### What needs to be done
Scan the material below for every line with the string "exact", and copy those lines.

[[ Exercise inputs, beginning ]]

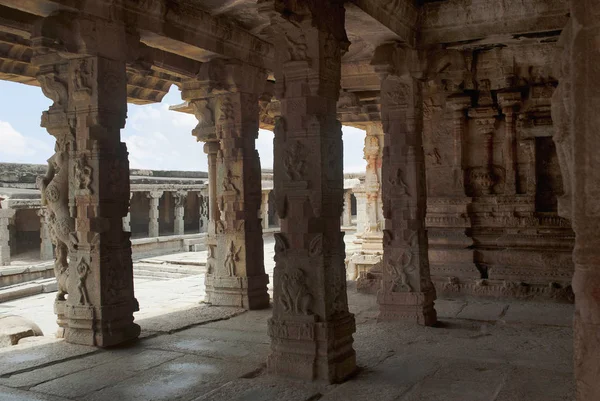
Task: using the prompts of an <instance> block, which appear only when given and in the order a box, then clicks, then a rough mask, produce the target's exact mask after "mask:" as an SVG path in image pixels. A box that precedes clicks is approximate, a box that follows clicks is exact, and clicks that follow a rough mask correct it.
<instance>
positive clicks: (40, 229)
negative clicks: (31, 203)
mask: <svg viewBox="0 0 600 401" xmlns="http://www.w3.org/2000/svg"><path fill="white" fill-rule="evenodd" d="M37 215H38V216H39V218H40V259H42V260H51V259H54V249H53V248H52V240H51V239H50V227H48V224H47V223H46V209H38V210H37Z"/></svg>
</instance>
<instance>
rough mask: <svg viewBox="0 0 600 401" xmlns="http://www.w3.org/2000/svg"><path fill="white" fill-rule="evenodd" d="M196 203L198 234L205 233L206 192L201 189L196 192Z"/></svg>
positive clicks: (203, 189) (204, 190)
mask: <svg viewBox="0 0 600 401" xmlns="http://www.w3.org/2000/svg"><path fill="white" fill-rule="evenodd" d="M198 203H199V205H198V206H199V208H200V210H199V216H200V221H199V223H198V224H199V225H198V227H200V230H199V232H201V233H205V232H207V231H208V190H205V189H203V190H202V191H200V192H198Z"/></svg>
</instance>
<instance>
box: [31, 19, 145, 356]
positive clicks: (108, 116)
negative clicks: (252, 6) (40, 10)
mask: <svg viewBox="0 0 600 401" xmlns="http://www.w3.org/2000/svg"><path fill="white" fill-rule="evenodd" d="M71 27H74V28H75V27H76V29H73V30H70V28H71ZM84 32H94V35H82V34H81V33H84ZM127 35H128V34H127V33H126V29H125V26H123V25H118V24H114V23H111V22H108V21H104V20H102V21H101V20H95V19H91V18H84V17H78V16H74V15H72V14H69V13H57V14H53V15H52V16H50V17H47V18H42V19H39V20H38V21H36V23H35V25H34V28H33V34H32V38H31V39H32V47H33V57H32V63H33V65H34V66H36V67H37V68H39V73H38V76H37V79H38V81H39V82H40V85H41V87H42V90H43V92H44V94H45V95H47V96H48V97H50V98H51V99H52V100H53V101H54V103H53V105H52V106H50V108H49V110H48V111H46V112H44V113H43V115H42V126H43V127H45V128H46V129H47V130H48V132H49V133H50V134H52V135H53V136H55V137H56V139H57V146H56V153H55V155H54V156H53V157H52V158H51V160H50V161H49V164H50V165H49V169H48V173H47V175H46V177H43V178H42V177H40V180H39V185H40V187H41V188H42V191H43V194H42V200H43V202H44V203H45V204H46V206H47V209H48V210H49V211H50V212H51V213H52V214H53V215H52V216H51V217H50V221H52V224H53V227H52V230H53V232H54V236H55V237H56V238H57V242H58V245H57V262H56V272H57V278H58V282H59V284H58V287H59V291H58V294H57V301H56V304H55V310H56V312H57V314H58V315H59V324H61V325H62V328H63V329H64V337H65V339H66V341H68V342H70V343H77V344H85V345H96V346H101V347H107V346H112V345H116V344H119V343H123V342H126V341H130V340H132V339H135V338H136V337H137V336H138V335H139V333H140V328H139V326H138V325H137V324H134V323H133V312H134V311H137V310H138V303H137V301H136V299H135V298H134V294H133V265H132V261H131V242H130V238H129V236H130V234H129V233H126V232H124V231H123V217H124V216H125V215H126V214H127V207H128V197H129V192H130V190H129V162H128V160H127V148H126V145H125V143H123V142H121V138H120V130H121V128H123V126H124V125H125V118H126V113H127V75H126V68H125V59H126V52H127V51H129V49H130V46H132V45H133V44H134V43H136V42H135V38H129V37H128V36H127ZM73 222H74V225H73ZM67 253H68V259H69V261H68V264H66V263H65V262H66V259H67V257H66V254H67ZM65 292H66V293H68V294H69V296H68V297H67V299H66V300H65V298H64V294H65ZM61 319H62V321H60V320H61Z"/></svg>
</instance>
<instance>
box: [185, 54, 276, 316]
mask: <svg viewBox="0 0 600 401" xmlns="http://www.w3.org/2000/svg"><path fill="white" fill-rule="evenodd" d="M266 82H267V75H266V71H264V70H261V69H259V68H256V67H252V66H250V65H247V64H241V63H235V62H225V61H223V60H215V61H213V62H210V63H205V64H203V67H202V68H201V70H200V72H199V74H198V78H197V79H196V80H194V81H189V82H186V83H184V85H183V91H182V97H183V98H184V99H189V101H190V104H192V105H193V107H194V110H195V114H196V117H197V118H198V121H199V124H198V126H197V127H196V128H195V129H194V135H196V136H197V138H198V139H199V140H211V141H212V140H213V139H216V140H217V141H219V142H220V148H219V149H217V150H216V162H214V163H215V166H216V169H215V168H214V167H212V166H211V165H212V163H213V161H212V160H210V156H209V175H210V178H209V183H210V185H211V205H210V210H211V220H212V218H213V217H214V221H215V226H214V236H213V234H212V233H210V235H211V238H209V242H207V245H208V247H209V248H210V249H209V255H211V256H210V258H211V259H212V258H214V260H211V262H210V265H211V266H214V270H212V271H209V272H208V273H207V275H206V295H207V301H208V302H210V303H212V304H214V305H226V306H239V307H244V308H247V309H260V308H265V307H268V306H269V295H268V293H267V284H268V282H269V276H268V275H267V274H265V269H264V254H263V252H264V251H263V240H262V227H261V224H260V217H259V211H260V206H261V201H262V197H261V169H260V159H259V157H258V152H257V150H256V147H255V141H256V138H257V137H258V116H259V115H258V100H259V96H260V95H261V94H262V93H263V91H264V86H265V84H266ZM208 151H209V155H210V152H211V149H208ZM214 170H216V174H214V173H213V171H214ZM215 176H216V180H212V178H213V177H215ZM211 180H212V182H211ZM215 193H216V202H215V203H216V205H214V208H213V200H212V194H215ZM213 213H214V214H213ZM217 213H218V215H217Z"/></svg>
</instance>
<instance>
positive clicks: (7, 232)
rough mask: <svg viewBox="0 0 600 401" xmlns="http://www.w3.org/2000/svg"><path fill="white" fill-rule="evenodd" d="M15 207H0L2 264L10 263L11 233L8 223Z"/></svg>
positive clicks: (0, 243) (6, 263)
mask: <svg viewBox="0 0 600 401" xmlns="http://www.w3.org/2000/svg"><path fill="white" fill-rule="evenodd" d="M15 212H16V210H15V209H2V208H0V266H8V265H10V233H9V230H8V225H9V224H10V219H12V218H13V217H14V215H15Z"/></svg>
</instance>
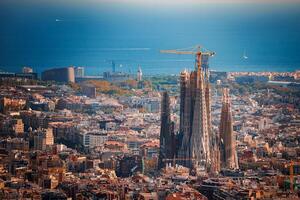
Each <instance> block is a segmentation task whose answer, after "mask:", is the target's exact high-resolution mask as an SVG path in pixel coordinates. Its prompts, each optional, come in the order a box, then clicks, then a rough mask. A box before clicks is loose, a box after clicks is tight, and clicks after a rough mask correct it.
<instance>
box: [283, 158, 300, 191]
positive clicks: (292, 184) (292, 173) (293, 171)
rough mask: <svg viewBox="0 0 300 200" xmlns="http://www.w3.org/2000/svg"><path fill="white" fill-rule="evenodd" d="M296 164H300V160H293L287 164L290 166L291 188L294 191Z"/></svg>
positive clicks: (298, 164)
mask: <svg viewBox="0 0 300 200" xmlns="http://www.w3.org/2000/svg"><path fill="white" fill-rule="evenodd" d="M294 165H300V162H296V161H293V160H292V161H291V162H290V163H288V164H286V165H285V167H289V172H290V189H291V191H292V192H294Z"/></svg>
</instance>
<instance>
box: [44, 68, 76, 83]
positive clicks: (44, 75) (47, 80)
mask: <svg viewBox="0 0 300 200" xmlns="http://www.w3.org/2000/svg"><path fill="white" fill-rule="evenodd" d="M42 80H43V81H57V82H72V83H74V82H75V72H74V68H73V67H65V68H54V69H49V70H46V71H43V72H42Z"/></svg>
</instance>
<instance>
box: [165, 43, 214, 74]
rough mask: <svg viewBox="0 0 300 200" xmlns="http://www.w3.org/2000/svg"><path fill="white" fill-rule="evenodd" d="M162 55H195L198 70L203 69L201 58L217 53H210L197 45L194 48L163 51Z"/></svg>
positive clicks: (193, 47)
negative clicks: (176, 54) (182, 54)
mask: <svg viewBox="0 0 300 200" xmlns="http://www.w3.org/2000/svg"><path fill="white" fill-rule="evenodd" d="M160 53H169V54H190V55H195V57H196V64H197V68H201V56H202V55H206V56H214V55H215V54H216V53H215V52H212V51H209V50H207V49H205V48H203V47H201V46H200V45H196V46H193V47H188V48H182V49H169V50H161V51H160Z"/></svg>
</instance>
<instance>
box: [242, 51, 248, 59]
mask: <svg viewBox="0 0 300 200" xmlns="http://www.w3.org/2000/svg"><path fill="white" fill-rule="evenodd" d="M243 58H244V59H248V56H246V51H244V54H243Z"/></svg>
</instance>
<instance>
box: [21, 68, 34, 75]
mask: <svg viewBox="0 0 300 200" xmlns="http://www.w3.org/2000/svg"><path fill="white" fill-rule="evenodd" d="M22 73H24V74H29V73H33V69H32V68H31V67H23V68H22Z"/></svg>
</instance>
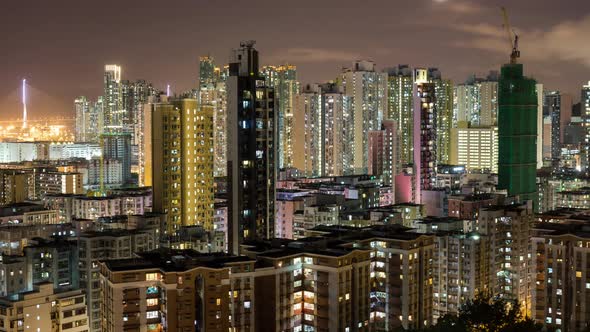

[[ Exercise inputs, end ]]

### Task output
Task: using the prompts of an <instance> block, which appear only when given and in the order a box, then clicks, then a rough mask, produce the target's exact mask after "mask:" as an SVG path in image pixels. A box that precedes clicks is approximate, a box that follows clicks is exact, and clicks that follow a rough mask correct it.
Each <instance> block is a segmentation task whose answer, after "mask:", is the target's exact high-resolution mask as an SVG path in pixel coordinates. Its prompts, each optional, come in the order a box, then clicks, then a rough mask. A box before clicks is loose, a box after clicks is tight, and clicks after a rough mask correct it.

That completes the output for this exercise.